WHAT TO PRODUCE: Using the exact wording, repeat every line of the material.

RECORDED INFORMATION:
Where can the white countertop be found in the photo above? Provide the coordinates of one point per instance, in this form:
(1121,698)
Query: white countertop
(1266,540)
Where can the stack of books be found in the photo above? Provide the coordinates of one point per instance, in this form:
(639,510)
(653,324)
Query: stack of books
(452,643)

TASK RESULT:
Where can the white countertop be found in the photo above? Provide the coordinates of one point per instance, in this form:
(1121,698)
Query: white countertop
(1266,540)
Where can the stack of books be found in the photo above? Provide the coordinates of one point per instance, in this form:
(639,510)
(653,324)
Query: stack of books
(452,643)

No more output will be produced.